[PARTS OF THE EXERCISE]
1 - In the passage on Mr Trump's incoming presidency, what did Facebook announce after criticism from users?
2 - Extend the passage on Mr Trump's incoming presidency beyond its final sentence.

[PASSAGE PROVIDED]
· · · ·
Long-standing US domestic and foreign policies, such as a commitment to free trade and membership of Nato, all face an overhaul.
But events have moved fast. Here’s how Mr Trump’s incoming presidency has already changed the world.
The final days of the Obama administration might have been very different, with the outgoing president handing over safe in the knowledge that his signature policies will be protected by another Democrat.
Instead, his administration has gone on the defensive, scrambling to protect his legacy, laying down what Mr Trump has called „roadblocks“.
There have been sanctions against Russians, a ban on offshore energy drilling, a refusal to veto a UN call to end Israeli settlements and a last-minute rush of deals with Cuba.
All of these conflict with pronouncements made by Mr Trump, and could at the very least make life more difficult for the president-elect.
What marks does Obama’s presidency deserve?
The campaign was dogged by baseless stories shared on social media, from a claim that actor Denzel Washington had endorsed Mr Trump (he didn’t) to the notorious „pizzagate“ conspiracy .
After criticism from users, arguably the key gatekeeper, Facebook, announced measures to tackle the problem of fake news.
The higher-than-high stakes election did more than anything to highlight the problem, and America was not the only country affected. In Italy, for instance, there were concerns fake news had influenced last month’s constitutional referendum.
Social media giants face a tricky 2017, trying to balance the freedom enjoyed by their users with a new, unfamiliar role as arbiter-in-chief, perhaps assuming an even bigger role in our lives.
World stock markets have enjoyed a strong run since Mr Trump’s election, thanks, analysts say, to investors‘ belief he will boost infrastructure and cut taxes when in office.
Mr Trump promised to be the „greatest jobs president that God ever created“ and has taken credit for a slew of company announcements.
But while the Donald may giveth, the Donald can also taketh away.
Companies, whole sectors even, have seen share prices rattled by Mr Trump, with some traders reportedly adapting their algorithms to respond instantly to his tweets.
Pharmaceutical firms, for instance, were hit during a press conference when Mr Trump said they were „getting away with murder“.
· · · ·
Entries contained in a dataset
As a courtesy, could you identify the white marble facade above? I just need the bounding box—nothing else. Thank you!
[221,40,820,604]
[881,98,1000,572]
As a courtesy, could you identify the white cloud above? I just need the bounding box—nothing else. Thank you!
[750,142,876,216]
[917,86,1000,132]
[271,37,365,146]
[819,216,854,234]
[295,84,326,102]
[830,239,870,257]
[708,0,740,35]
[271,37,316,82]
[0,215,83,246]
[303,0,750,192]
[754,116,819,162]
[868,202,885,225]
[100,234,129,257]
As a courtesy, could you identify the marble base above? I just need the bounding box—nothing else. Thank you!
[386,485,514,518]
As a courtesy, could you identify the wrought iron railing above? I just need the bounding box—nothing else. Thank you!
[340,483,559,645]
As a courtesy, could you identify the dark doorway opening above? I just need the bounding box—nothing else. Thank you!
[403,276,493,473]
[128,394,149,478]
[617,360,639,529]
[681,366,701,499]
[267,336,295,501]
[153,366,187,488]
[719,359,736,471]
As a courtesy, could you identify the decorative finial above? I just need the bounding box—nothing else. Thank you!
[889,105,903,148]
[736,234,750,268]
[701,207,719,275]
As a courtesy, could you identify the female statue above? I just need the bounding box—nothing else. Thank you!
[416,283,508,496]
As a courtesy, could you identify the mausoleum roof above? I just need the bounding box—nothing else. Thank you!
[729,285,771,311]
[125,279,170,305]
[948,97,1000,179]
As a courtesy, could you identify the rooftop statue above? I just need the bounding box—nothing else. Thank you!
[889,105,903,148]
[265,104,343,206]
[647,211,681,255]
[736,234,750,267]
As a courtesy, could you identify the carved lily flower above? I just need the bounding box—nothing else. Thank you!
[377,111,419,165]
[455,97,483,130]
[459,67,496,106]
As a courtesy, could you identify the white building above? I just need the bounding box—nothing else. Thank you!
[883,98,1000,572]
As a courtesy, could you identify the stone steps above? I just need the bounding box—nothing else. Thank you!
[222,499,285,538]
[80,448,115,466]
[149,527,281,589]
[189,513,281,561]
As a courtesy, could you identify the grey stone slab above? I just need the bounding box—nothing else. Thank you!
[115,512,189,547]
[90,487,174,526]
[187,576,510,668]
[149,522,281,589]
· · · ·
[OUTPUTS IN ORDER]
1 - Facebook announced measures to tackle the problem of fake news.

2 -
Trump on Twitter: A history of the man and his medium
Some of Mr Trump’s angriest rhetoric has been directed at China. Beijing was infuriated by a phone call he took from Taiwan’s leader, in defiance of the „One China“ policy.
But while Mr Trump seems to be squaring up to China, could China see a Trump presidency as an opportunity?
Xi Jinping became the first Chinese president to attend the World Economic Forum in Davos, where he defended globalisation, a pointed rebuke to Mr Trump’s attacks on free trade.
China has been stepping up its economic leadership, pushing an expanded free trade area in the Asia-Pacific region.
And it could position itself as a leader on climate change, too, with the country’s Vice-Foreign Minister Liu Zhenmin saying it was no Chinese hoax, and that a change in US policy would not affect Beijing’s commitment to the issue.
Hillary Clinton may have missed her chance to become the first female US president, but could a Trump presidency spur other women to shatter that ultimate glass ceiling?
Several groups dedicated to getting more women into politics have seen a surge in new members and donations.
The election was „the kick in the pants that I needed“, as one woman now hoping to run for office put it.
And while the US has a disproportionately low number of women in politics, this already seems to be changing with the largest number yet elected to Congress in 2017.
Mr Trump had no shortage of detractors during the election, be they foreign powers, business leaders or members of his own party.
But it didn’t take long for them to come around. Republican House Speaker Paul Ryan, who all but disowned Mr Trump in the campaign, pledged on election night to work „hand-in-hand“ with the next US leader.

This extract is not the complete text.